*Exercise description*
The required output is the full listing below, reproduced word for word.
━━━━
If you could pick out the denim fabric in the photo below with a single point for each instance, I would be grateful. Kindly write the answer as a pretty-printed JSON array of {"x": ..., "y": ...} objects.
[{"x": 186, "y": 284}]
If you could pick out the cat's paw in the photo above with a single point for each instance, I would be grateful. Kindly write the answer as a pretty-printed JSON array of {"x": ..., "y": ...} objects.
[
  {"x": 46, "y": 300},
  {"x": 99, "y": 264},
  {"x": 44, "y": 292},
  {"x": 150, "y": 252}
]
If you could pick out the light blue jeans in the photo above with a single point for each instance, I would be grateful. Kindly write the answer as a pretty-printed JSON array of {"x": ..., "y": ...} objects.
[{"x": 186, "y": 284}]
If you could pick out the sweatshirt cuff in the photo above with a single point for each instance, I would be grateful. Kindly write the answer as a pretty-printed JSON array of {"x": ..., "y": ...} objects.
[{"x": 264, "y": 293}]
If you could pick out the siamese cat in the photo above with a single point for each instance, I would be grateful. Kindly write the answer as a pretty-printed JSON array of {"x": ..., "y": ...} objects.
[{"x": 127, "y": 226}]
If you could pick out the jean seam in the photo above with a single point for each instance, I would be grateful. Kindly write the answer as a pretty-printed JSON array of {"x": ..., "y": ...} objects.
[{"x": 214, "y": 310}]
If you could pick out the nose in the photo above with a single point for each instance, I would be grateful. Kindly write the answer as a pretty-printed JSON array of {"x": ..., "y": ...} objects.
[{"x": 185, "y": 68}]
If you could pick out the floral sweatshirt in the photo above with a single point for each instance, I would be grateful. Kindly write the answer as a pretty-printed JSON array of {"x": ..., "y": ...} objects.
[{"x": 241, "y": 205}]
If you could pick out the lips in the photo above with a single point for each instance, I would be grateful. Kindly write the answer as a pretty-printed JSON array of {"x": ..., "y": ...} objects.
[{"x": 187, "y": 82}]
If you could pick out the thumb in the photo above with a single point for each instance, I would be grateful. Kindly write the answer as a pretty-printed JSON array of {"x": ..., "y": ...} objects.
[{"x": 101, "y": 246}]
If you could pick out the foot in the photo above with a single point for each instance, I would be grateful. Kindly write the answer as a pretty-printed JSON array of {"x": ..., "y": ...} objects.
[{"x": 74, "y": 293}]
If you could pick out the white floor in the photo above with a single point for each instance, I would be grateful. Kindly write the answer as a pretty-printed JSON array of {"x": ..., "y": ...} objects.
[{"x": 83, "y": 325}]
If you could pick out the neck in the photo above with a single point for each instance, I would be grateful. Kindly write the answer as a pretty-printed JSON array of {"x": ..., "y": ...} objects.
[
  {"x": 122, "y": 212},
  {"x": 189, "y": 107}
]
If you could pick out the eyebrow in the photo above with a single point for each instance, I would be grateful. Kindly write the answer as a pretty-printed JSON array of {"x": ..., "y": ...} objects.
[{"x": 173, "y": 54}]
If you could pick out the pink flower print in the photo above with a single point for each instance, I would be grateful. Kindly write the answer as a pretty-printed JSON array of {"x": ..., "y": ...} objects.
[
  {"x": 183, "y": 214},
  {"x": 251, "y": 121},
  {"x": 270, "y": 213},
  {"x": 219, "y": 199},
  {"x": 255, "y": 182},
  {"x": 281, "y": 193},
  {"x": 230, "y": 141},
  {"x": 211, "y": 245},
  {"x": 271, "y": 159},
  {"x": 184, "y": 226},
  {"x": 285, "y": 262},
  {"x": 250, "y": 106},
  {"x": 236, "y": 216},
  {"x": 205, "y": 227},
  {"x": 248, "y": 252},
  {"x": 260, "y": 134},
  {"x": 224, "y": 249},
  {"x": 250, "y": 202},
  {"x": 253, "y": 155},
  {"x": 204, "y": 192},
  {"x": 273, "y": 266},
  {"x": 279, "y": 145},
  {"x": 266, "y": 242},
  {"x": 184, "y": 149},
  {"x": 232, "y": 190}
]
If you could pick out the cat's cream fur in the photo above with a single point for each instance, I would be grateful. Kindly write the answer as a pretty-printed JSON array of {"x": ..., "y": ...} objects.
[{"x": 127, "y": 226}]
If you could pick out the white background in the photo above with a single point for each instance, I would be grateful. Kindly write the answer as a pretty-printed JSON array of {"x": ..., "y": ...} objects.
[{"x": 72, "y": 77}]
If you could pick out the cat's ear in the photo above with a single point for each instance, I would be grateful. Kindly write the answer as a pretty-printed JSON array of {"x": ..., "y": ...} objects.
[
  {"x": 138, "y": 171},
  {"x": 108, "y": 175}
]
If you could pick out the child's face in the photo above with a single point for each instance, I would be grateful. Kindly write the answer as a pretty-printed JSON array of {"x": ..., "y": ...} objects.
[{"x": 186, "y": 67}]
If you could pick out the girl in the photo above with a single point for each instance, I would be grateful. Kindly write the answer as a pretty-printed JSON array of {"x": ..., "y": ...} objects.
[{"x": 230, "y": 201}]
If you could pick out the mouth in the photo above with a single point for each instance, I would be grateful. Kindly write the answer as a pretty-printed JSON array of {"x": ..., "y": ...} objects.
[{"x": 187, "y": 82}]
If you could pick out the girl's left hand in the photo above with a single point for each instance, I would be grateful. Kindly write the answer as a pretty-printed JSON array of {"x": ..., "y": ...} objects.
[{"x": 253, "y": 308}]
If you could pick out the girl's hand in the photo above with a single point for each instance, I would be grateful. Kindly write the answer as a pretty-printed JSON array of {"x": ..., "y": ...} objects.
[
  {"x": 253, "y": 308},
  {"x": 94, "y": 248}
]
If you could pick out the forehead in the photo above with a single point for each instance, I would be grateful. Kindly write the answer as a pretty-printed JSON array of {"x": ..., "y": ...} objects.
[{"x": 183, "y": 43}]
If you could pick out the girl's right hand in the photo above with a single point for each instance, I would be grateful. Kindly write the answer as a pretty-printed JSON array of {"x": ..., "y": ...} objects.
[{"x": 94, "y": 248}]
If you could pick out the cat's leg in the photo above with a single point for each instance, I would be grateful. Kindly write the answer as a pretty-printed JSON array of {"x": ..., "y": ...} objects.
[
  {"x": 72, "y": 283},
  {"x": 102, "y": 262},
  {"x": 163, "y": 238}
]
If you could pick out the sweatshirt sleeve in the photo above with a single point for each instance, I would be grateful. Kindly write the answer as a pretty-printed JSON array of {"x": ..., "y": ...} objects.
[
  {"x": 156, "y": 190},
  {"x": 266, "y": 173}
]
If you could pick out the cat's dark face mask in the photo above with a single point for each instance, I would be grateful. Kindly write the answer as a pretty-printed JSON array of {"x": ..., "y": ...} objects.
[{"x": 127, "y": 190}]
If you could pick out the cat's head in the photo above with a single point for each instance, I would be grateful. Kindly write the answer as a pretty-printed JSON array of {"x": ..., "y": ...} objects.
━━━━
*Reply*
If you could pick out the denim fabric in the photo below with a single point for each instance, I would be grateful. Kindly write the answer as a pretty-printed JSON array of {"x": ..., "y": ...} objects.
[{"x": 186, "y": 284}]
If you could pick out the cat's paw in the photo above with a single point for each instance, I would be grateful. Kindly write the answer as a pretty-printed JSON array of {"x": ..., "y": ...} objects.
[
  {"x": 46, "y": 300},
  {"x": 99, "y": 264},
  {"x": 44, "y": 292},
  {"x": 150, "y": 252}
]
If you could pick out the light blue jeans in the photo above with a single point for each instance, I would be grateful. Kindly write the answer as a pretty-printed JSON array of {"x": ..., "y": ...} objects.
[{"x": 186, "y": 284}]
If you could pick out the sweatshirt cuff in the photo above with a single point for each instance, I would be grateful. Kindly write the answer as a pretty-printed JSON array of {"x": ..., "y": ...} objects.
[{"x": 264, "y": 293}]
If you could pick out the siamese cat in the photo above with a single point for each instance, I would be grateful. Kindly write the answer as a pretty-printed JSON array of {"x": ..., "y": ...} objects.
[{"x": 127, "y": 226}]
If you could pick out the jean seam in the photo above with a single point for each instance, I would be grateful. Kindly write the answer as a pretty-printed JSON array of {"x": ..., "y": ...} objects.
[{"x": 214, "y": 310}]
If you could pick out the nose in the photo above with a single point for each instance, I would be grateful. Kindly write the answer as a pretty-printed JSON array of {"x": ..., "y": ...} objects.
[{"x": 185, "y": 68}]
If you could pick out the floral sweatshirt in the photo above with a single point for each instance, I would be grateful. Kindly write the answer as a pretty-printed JSON array of {"x": ..., "y": ...} objects.
[{"x": 241, "y": 205}]
If you could pick out the lips in the photo above with a single point for each instance, I would be grateful. Kindly write the answer as a pretty-printed JSON array of {"x": ..., "y": ...} objects.
[{"x": 187, "y": 82}]
If you could pick out the thumb in the photo above with a single point for each instance, I would be grateful. Kindly write the answer as a pretty-printed JSON array of {"x": ..., "y": ...} objects.
[{"x": 101, "y": 246}]
If you could pick out the foot in the photo above with a single point for each instance, I would be grateful. Kindly write the answer as a pretty-printed JSON array of {"x": ..., "y": ...} objects.
[{"x": 74, "y": 293}]
If you could pick out the white floor in the photo above with a single point for each instance, I would be grateful. Kindly write the answer as a pretty-printed JSON array of {"x": ..., "y": ...} objects.
[{"x": 83, "y": 325}]
If you could pick out the neck in the photo above with a single point for each instance, I would be grateful. Kindly write the answer as a pretty-printed JSON array of {"x": ..., "y": ...} objects.
[
  {"x": 122, "y": 212},
  {"x": 189, "y": 107}
]
If you could pick out the eyebrow in the photo above with a single point for each instance, I would be grateful. Kindly write the answer as a pretty-printed JSON array of {"x": ..., "y": ...} objects.
[{"x": 173, "y": 54}]
If you could pick out the pink flower print in the photo above with a single point for each instance, I would be grateful. Kindly write the answer as a pretty-printed JSON array of {"x": ..., "y": ...} objects.
[
  {"x": 183, "y": 214},
  {"x": 251, "y": 121},
  {"x": 270, "y": 213},
  {"x": 219, "y": 199},
  {"x": 255, "y": 182},
  {"x": 281, "y": 193},
  {"x": 230, "y": 141},
  {"x": 211, "y": 245},
  {"x": 271, "y": 159},
  {"x": 184, "y": 226},
  {"x": 285, "y": 262},
  {"x": 250, "y": 106},
  {"x": 236, "y": 216},
  {"x": 205, "y": 227},
  {"x": 248, "y": 252},
  {"x": 260, "y": 134},
  {"x": 224, "y": 249},
  {"x": 250, "y": 202},
  {"x": 253, "y": 155},
  {"x": 204, "y": 192},
  {"x": 273, "y": 266},
  {"x": 279, "y": 145},
  {"x": 266, "y": 242},
  {"x": 184, "y": 149},
  {"x": 232, "y": 190}
]
If you could pick out the cat's cream fur in the photo above with a single point for each instance, I would be grateful. Kindly write the answer as a pretty-printed JSON array of {"x": ..., "y": ...} objects.
[{"x": 127, "y": 226}]
If you could pick out the white background in the photo above with a single point for each instance, I would be grateful. Kindly write the answer as a pretty-printed JSON array of {"x": ..., "y": ...} objects.
[{"x": 72, "y": 77}]
If you could pick out the cat's ear in the photo above with a single point for each instance, I would be grateful. Kindly write the answer as a pretty-printed JSON array of {"x": ..., "y": ...} objects.
[
  {"x": 138, "y": 171},
  {"x": 108, "y": 175}
]
If you could pick out the child's face in the photo above with a single point for each instance, I would be grateful. Kindly write the answer as a pretty-printed JSON array of {"x": ..., "y": ...} objects.
[{"x": 186, "y": 67}]
If you could pick out the girl in the photo above with a single point for each instance, I would be grateful. Kindly write the answer as a pretty-printed JSON array of {"x": ..., "y": ...} objects.
[{"x": 230, "y": 201}]
If you could pick out the mouth in the photo above with a single point for each instance, I would be grateful. Kindly write the answer as a pretty-printed JSON array of {"x": ..., "y": ...} objects.
[{"x": 187, "y": 82}]
If you could pick out the girl's left hand in the photo above with a single point for each instance, I would be grateful. Kindly write the answer as a pretty-printed JSON array of {"x": ..., "y": ...} objects.
[{"x": 253, "y": 308}]
If you could pick out the girl's hand in the photo above with a single point for each instance, I would be grateful. Kindly write the answer as a pretty-printed JSON array of {"x": ..., "y": ...} objects.
[
  {"x": 253, "y": 308},
  {"x": 94, "y": 248}
]
If you could pick out the forehead in the photo above with a single point for each instance, I would be grateful. Kindly write the answer as a pretty-printed JSON array of {"x": ..., "y": ...} objects.
[{"x": 183, "y": 43}]
If you could pick out the girl's right hand in the photo above with a single point for each instance, I would be grateful. Kindly write the answer as a pretty-printed JSON array of {"x": ..., "y": ...} objects.
[{"x": 94, "y": 248}]
If you could pick out the cat's leg in the photo above with a single point for each instance, I would be grateful. Kindly write the answer as a pretty-printed JSON array of {"x": ..., "y": ...} objects.
[
  {"x": 72, "y": 283},
  {"x": 102, "y": 262},
  {"x": 163, "y": 238}
]
If you could pick out the sweatshirt sleeve in the photo above with a single point for each instance, I would be grateful. Kindly write the answer as a pretty-printed JSON array of {"x": ..., "y": ...} objects.
[
  {"x": 156, "y": 190},
  {"x": 266, "y": 173}
]
If you could pick out the cat's dark face mask in the photo above with a single point for each instance, I would be grateful. Kindly write the answer as a pretty-printed JSON array of {"x": ..., "y": ...} objects.
[{"x": 127, "y": 190}]
If you could pick out the cat's head in the photo above with a single point for each instance, I would be grateful. Kindly write the answer as a pretty-printed JSON array of {"x": ..., "y": ...} objects.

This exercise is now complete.